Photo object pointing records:

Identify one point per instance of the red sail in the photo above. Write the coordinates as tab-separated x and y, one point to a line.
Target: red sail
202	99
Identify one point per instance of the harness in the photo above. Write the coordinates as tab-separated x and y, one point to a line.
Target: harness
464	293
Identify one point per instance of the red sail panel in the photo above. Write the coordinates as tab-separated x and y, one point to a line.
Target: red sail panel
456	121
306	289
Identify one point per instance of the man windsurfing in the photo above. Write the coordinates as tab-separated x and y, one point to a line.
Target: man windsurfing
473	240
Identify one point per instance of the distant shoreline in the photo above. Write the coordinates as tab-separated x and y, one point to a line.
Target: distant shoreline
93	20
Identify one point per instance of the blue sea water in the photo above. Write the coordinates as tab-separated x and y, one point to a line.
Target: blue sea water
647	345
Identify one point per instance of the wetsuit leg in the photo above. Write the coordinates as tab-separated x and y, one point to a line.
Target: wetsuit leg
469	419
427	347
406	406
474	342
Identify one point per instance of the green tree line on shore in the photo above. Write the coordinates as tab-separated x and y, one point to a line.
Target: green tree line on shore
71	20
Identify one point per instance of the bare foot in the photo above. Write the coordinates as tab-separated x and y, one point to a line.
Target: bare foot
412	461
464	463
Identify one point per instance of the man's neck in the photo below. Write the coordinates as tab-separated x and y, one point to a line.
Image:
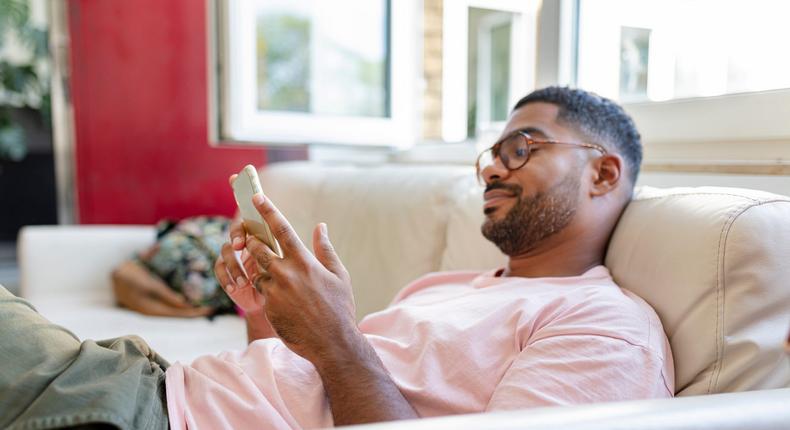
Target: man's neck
557	258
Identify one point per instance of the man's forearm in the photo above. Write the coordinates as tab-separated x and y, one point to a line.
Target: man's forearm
359	388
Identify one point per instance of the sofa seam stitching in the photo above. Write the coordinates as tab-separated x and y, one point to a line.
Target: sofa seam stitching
721	292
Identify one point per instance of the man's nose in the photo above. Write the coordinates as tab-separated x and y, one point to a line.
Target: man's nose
494	171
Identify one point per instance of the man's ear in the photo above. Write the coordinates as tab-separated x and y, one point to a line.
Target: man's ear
608	171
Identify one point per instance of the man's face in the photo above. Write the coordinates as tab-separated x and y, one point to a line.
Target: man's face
526	206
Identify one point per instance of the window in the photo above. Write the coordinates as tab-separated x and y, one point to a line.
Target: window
483	77
313	71
691	71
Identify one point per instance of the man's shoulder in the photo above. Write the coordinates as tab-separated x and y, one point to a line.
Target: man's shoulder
609	311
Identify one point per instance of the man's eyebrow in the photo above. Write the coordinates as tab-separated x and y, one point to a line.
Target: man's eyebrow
532	131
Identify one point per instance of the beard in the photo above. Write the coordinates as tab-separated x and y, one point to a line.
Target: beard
533	219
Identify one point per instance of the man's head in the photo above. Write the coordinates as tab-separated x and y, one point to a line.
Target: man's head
571	191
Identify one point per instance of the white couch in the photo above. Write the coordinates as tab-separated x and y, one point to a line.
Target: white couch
713	262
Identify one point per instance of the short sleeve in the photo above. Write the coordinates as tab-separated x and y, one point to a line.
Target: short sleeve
577	369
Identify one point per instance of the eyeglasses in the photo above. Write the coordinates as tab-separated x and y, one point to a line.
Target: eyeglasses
514	150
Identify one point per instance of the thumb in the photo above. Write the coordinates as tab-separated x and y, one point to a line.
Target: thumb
325	252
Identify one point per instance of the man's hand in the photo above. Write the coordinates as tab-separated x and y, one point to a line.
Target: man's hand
307	298
309	302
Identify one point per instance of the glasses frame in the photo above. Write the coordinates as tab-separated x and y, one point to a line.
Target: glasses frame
529	140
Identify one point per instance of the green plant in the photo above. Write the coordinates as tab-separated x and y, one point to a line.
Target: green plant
21	83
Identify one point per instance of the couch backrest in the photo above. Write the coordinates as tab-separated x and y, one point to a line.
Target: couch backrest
713	262
715	265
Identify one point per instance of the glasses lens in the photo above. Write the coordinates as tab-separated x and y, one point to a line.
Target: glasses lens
514	152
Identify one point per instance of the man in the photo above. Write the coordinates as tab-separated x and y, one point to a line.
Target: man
549	328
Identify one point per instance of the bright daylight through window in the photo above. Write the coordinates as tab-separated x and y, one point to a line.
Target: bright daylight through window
311	71
650	50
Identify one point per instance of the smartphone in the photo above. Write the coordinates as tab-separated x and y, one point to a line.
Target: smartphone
245	186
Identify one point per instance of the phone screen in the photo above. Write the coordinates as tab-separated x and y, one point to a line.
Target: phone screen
245	186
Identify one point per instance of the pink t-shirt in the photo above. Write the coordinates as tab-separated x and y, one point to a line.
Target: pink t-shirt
453	342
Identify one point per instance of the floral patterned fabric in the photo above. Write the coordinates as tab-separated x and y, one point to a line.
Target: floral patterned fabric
184	256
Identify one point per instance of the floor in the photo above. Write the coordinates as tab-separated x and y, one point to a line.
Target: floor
9	270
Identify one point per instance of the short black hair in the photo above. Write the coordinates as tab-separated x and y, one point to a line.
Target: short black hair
597	118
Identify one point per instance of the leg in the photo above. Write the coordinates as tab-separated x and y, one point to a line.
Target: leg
49	379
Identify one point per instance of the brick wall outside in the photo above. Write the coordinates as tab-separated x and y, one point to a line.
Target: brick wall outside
432	69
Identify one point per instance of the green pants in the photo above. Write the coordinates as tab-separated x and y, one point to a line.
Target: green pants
49	379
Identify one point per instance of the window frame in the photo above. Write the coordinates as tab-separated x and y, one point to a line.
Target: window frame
455	62
239	122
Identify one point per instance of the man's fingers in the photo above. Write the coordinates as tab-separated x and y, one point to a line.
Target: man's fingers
280	227
221	273
262	253
325	252
232	266
249	264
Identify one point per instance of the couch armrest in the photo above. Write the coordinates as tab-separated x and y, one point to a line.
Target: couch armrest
55	260
754	410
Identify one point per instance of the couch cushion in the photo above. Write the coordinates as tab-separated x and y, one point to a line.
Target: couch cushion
387	223
713	262
466	248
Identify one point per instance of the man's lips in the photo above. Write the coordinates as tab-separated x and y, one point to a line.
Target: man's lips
494	197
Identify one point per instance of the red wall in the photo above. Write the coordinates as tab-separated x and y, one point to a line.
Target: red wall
139	88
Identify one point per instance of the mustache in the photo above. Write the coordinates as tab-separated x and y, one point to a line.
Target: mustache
513	188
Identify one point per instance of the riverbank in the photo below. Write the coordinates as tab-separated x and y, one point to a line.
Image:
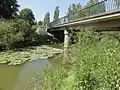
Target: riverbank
28	54
96	65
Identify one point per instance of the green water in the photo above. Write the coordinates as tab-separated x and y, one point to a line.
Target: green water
16	77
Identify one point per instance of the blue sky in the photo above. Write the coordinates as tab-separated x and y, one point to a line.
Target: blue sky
40	7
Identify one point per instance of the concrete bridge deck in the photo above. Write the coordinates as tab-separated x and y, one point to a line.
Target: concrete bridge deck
103	16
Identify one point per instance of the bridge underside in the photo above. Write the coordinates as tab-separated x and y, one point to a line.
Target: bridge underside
110	22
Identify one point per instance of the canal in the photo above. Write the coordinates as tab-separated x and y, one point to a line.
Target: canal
16	77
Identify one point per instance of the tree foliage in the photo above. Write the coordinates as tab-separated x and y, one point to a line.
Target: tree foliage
117	2
40	23
47	19
56	14
27	14
14	32
8	8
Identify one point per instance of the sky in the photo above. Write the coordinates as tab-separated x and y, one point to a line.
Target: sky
40	7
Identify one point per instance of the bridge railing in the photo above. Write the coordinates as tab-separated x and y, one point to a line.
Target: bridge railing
103	7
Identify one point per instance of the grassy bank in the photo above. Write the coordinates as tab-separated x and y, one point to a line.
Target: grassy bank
27	54
96	65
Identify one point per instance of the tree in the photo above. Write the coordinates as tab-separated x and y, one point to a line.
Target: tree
40	23
69	12
117	2
8	8
27	14
74	8
47	19
56	14
79	6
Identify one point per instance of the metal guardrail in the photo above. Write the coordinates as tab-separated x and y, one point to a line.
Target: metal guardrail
103	7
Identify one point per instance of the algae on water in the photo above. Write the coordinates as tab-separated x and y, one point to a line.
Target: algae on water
34	53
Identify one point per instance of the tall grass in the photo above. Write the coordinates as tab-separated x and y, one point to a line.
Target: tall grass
96	65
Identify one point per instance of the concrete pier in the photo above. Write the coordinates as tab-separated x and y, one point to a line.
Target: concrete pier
66	38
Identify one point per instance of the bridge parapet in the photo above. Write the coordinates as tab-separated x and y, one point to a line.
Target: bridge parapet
96	10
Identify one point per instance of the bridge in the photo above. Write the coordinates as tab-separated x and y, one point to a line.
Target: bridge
104	15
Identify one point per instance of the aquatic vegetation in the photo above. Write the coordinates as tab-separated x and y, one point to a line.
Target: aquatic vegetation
29	54
96	65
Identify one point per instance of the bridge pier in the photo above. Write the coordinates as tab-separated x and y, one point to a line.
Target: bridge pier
66	38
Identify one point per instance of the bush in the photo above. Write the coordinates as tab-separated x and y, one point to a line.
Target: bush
14	32
96	61
96	65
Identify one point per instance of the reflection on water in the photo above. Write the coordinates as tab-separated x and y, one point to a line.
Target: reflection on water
16	77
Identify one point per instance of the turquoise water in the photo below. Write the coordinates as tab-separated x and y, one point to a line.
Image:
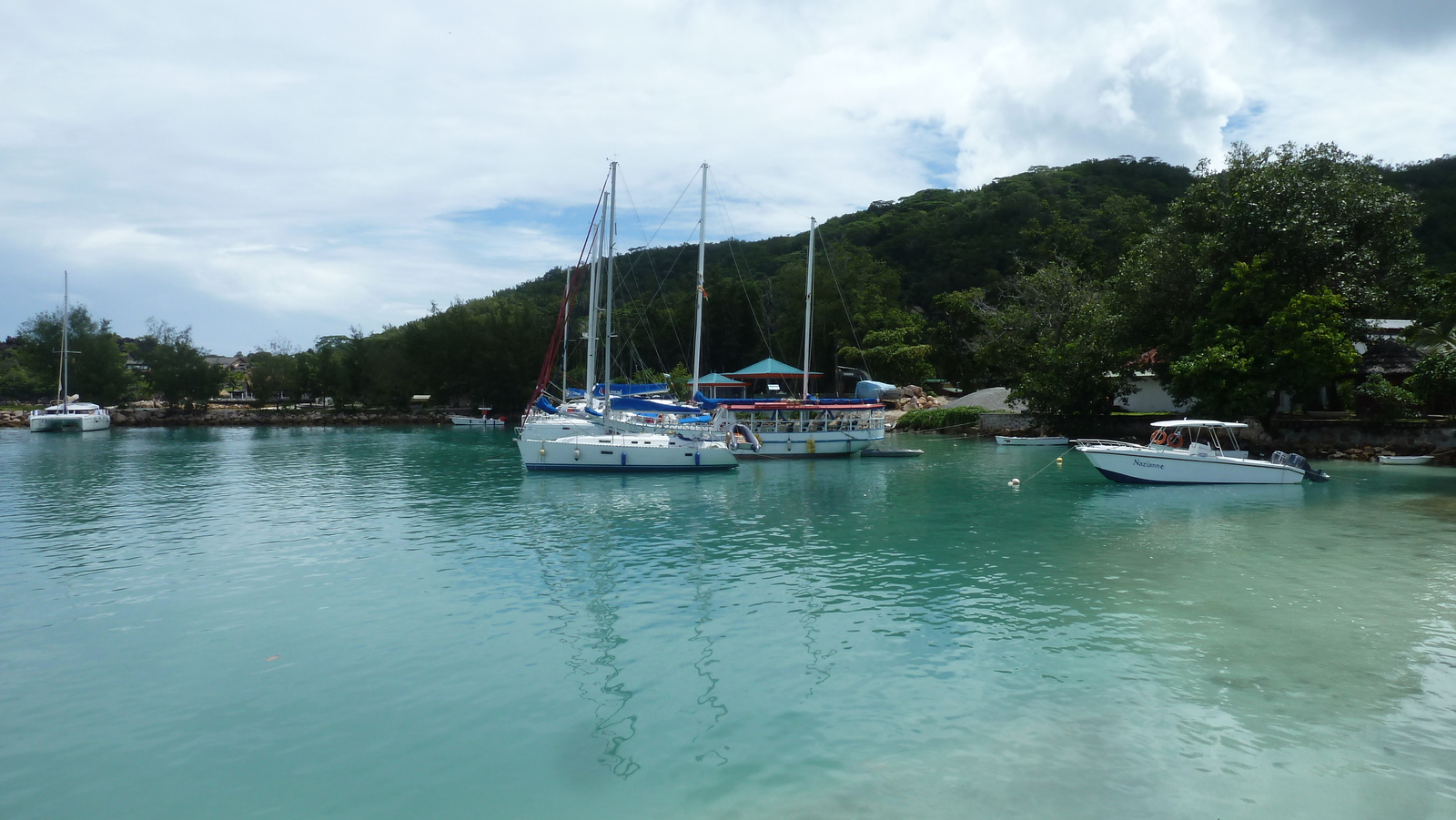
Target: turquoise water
402	623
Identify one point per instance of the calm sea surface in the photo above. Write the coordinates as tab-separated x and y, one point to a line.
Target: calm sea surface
404	623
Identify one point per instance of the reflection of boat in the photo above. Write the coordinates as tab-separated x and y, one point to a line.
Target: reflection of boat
484	420
67	412
1409	461
1031	440
1193	451
626	453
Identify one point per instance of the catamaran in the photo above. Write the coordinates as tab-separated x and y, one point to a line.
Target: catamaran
602	449
69	412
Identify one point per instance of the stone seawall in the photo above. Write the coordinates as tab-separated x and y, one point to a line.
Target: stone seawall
233	417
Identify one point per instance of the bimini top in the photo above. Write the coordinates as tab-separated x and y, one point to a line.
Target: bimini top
769	369
1198	422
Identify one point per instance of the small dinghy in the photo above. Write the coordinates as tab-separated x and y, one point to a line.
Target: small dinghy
1033	440
1407	461
890	453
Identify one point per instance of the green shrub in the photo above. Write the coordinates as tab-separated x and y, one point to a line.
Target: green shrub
1434	379
1385	400
938	419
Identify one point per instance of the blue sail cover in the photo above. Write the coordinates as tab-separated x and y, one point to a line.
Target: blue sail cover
630	390
648	405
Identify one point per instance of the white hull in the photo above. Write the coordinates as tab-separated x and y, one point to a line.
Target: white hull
1407	461
625	453
472	421
797	434
1147	465
82	421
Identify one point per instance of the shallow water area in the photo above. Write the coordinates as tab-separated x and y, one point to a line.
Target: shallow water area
383	623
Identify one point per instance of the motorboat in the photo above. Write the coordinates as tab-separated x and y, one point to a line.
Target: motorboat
1031	440
1194	451
626	453
69	412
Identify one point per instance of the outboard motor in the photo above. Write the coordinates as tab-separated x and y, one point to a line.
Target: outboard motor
1300	463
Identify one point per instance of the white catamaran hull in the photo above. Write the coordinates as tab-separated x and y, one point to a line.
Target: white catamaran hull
817	434
1171	466
625	453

*EXERCISE BRIEF*: Repeat only the lines running from the line that contains "Identify one point per instance of the white hull" through the last line above, inclusive.

*COMPLETE RESPONSE*:
Identify one point per instance of the white hull in the photo above. Write the coordinates as tab-separated x and y, one point to a line.
Target: white hull
1407	461
625	453
472	421
797	434
1147	465
82	421
Identify one point per instance of the shallow water area in the photo above. Write the coordinates as tab-separated x and y, one point to a line.
Target: shallow water area
383	623
Identify one point per instance of the motorboat in the photo above. Write the coordinates as tab-separated x and y, one point to a line.
Target: motorboat
1031	440
1194	451
626	453
69	412
Identify one point per instance of the outboard motor in the photo above. Write the coordinates as tab-separated x and y, one point to a line.
Target: outboard motor
1300	463
Identify one point per instance of the white catamaran hull in the photo above. Write the coordinates as tab-separated x and y, one point to a line.
Target: white catamaran hull
817	434
1171	466
625	453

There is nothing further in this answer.